__GOAL OF THE EXERCISE__
Using the listing below, work out how many lines contain the word "every", and respond with that number alone.

══════════

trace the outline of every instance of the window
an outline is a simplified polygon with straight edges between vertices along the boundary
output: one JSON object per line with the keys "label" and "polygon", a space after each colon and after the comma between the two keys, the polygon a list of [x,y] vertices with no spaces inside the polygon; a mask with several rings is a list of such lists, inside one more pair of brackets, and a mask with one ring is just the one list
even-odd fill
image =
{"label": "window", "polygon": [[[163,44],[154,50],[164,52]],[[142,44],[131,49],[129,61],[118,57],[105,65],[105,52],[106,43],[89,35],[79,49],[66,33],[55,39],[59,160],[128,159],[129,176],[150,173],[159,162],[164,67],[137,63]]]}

══════════

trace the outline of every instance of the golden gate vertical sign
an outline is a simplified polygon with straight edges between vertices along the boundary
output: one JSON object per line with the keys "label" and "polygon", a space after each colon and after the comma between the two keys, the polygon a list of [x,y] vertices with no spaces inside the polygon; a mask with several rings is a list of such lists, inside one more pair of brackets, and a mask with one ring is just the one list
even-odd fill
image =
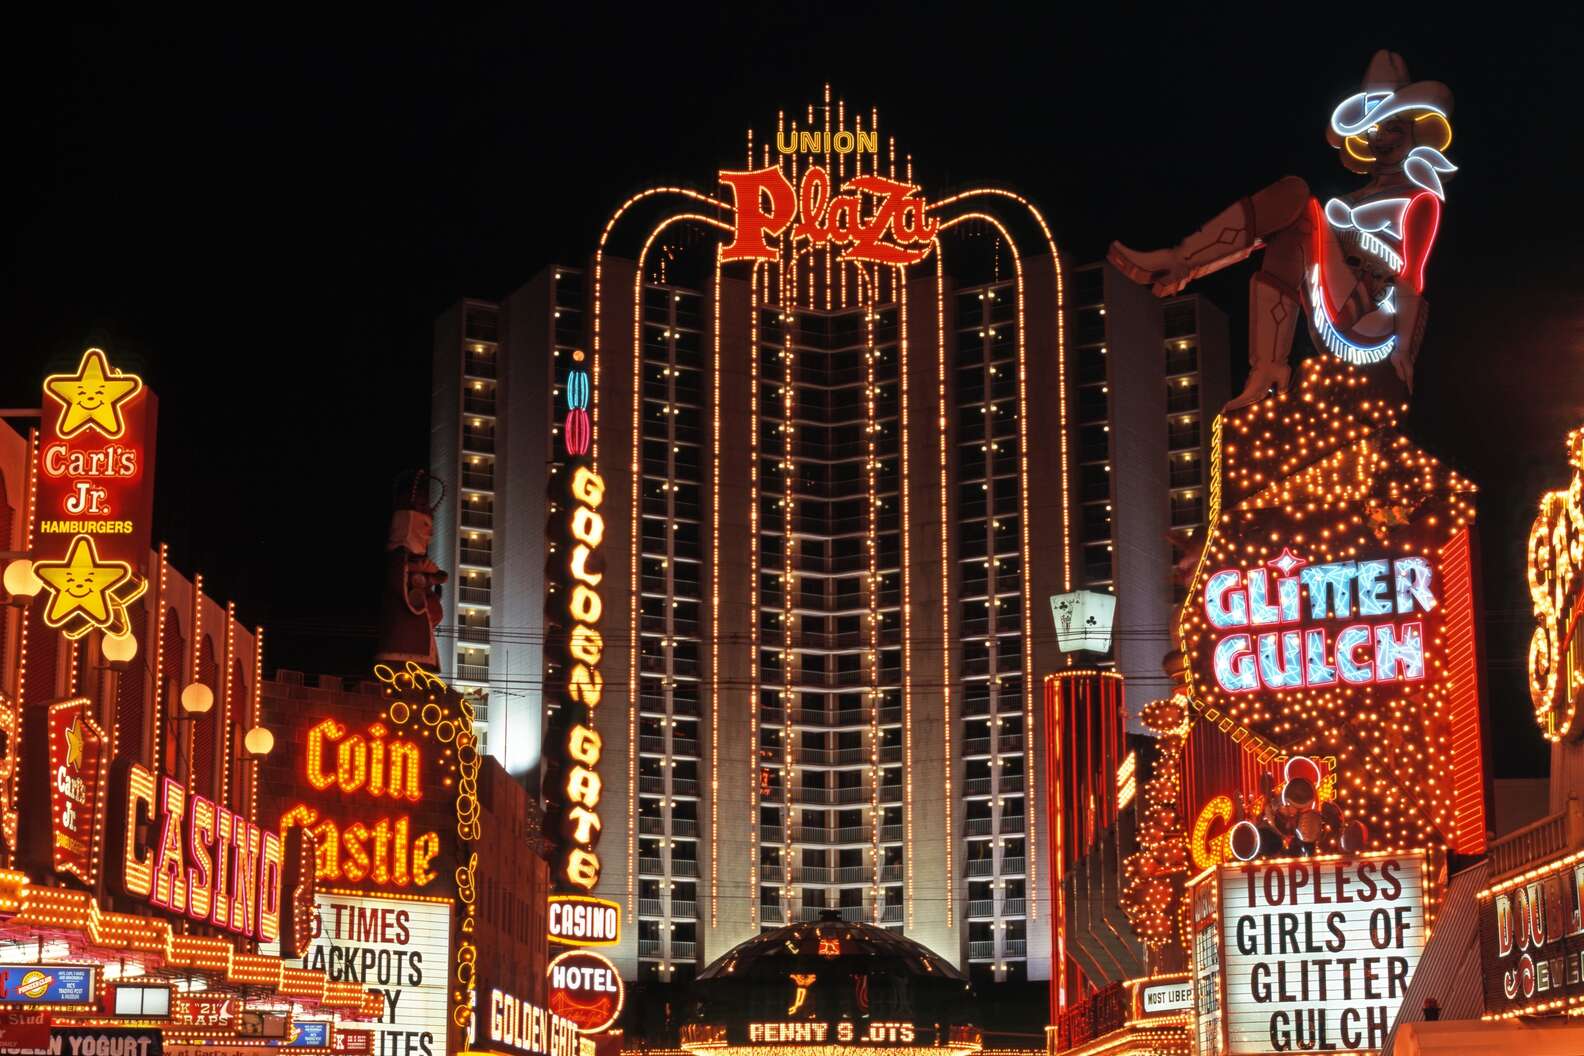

══════════

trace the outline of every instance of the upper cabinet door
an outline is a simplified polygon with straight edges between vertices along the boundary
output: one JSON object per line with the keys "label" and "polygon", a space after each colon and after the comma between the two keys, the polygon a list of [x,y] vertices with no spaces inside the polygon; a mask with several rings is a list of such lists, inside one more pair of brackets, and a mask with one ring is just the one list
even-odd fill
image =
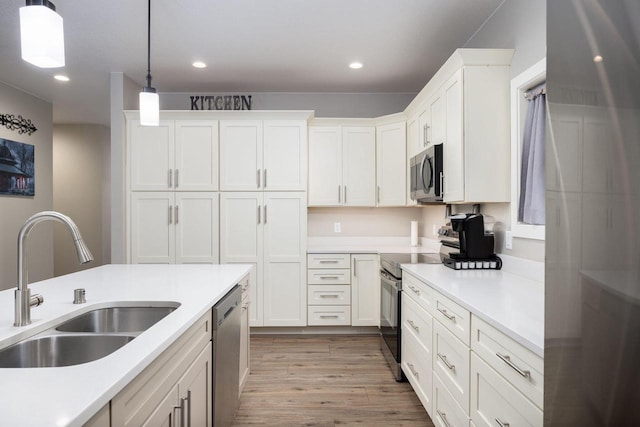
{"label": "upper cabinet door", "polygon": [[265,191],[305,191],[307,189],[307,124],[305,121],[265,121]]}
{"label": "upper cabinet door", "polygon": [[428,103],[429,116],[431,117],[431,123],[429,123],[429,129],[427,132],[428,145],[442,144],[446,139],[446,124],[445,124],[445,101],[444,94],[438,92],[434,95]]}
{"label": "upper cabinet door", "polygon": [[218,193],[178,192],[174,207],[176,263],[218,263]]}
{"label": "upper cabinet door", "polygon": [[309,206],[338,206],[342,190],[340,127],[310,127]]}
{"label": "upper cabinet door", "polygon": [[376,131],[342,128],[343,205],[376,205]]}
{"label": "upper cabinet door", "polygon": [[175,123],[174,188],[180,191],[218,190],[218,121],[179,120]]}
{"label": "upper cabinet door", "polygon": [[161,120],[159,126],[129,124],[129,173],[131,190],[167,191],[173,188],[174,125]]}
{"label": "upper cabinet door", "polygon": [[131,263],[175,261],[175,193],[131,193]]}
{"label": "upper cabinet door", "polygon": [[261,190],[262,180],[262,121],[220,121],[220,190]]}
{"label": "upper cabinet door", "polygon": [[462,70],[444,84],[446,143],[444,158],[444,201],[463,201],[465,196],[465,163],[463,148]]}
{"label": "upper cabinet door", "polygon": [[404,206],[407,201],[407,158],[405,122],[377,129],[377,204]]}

══════════

__RESULT OF THE TASK__
3